▶ [Exercise]
Answer these from the post about the stolen package:
1. How much money is the writer out because of the theft?
2. How many times did the writer check the mail box that evening?
3. What does the writer's apartment complex not offer its residents?

#### Source document

Disappointment really doesn’t even begin to describe the feeling of having the package you have been eagerly awaiting stolen from the foyer of your apartment building. And yes, while I am out $57 it actually isn’t the money which bothers me the most (though it does bother me…that’s a lot of money for me right now). I was excited to get my package, damn it! And now I’m not going to. :(
The worst part of this, however, isn’t the theft—it’s how I reacted to it. Namely, how I compulsively checked the mail box seven times that evening even though I knew that it wouldn’t be there and how I immediately blamed myself for the theft. As if there was anything I could do about it. Our apartment complex doesn’t offer a secure place for us to receive our packages and I can hardly afford a PO Box simply to receive stuff like this on the occasions that I order things through the mail. In my head I know that it is just a random crappy thing that happened to me…but...that doesn’t stop me from blaming myself.
My mind spun and I was a bit numb and shocked when I first realized what had happened, and then a small anxious part of me freaked out: clearly, the universe is trying to tell me that I’m making too many online purchases and this is to teach me a lesson about watching my finances and not ordering so many things through the mail. Yeah. That’s where my anxiety ridden brain immediately went. And that’s the bigger issue here.
I didn’t do anything to cause this. It just happened, and it sucked, but it didn’t have anything to do with my decisions or actions. It’s not some cosmic punishment for being an imperfect human being who occasionally spends too much dough on mail-order items. Just like my mother getting cancer: it doesn’t have anything to do with me. It isn't a divine judgement of me. It just happened. It doesn’t have to make sense.
Because not everything has to fit.

########
#### Provided material

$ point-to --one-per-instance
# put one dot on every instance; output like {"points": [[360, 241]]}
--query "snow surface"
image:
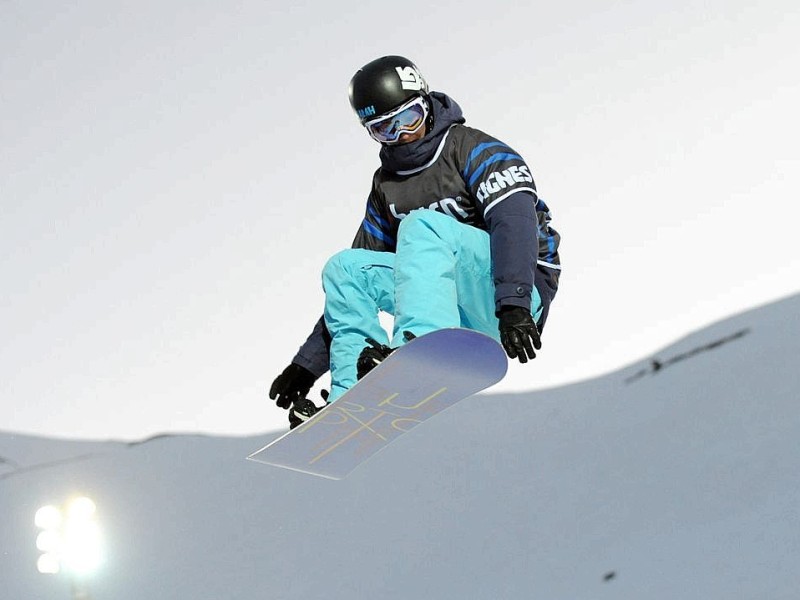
{"points": [[675, 477]]}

########

▶ [Your response]
1. $57
2. Seven times
3. A secure place to receive their packages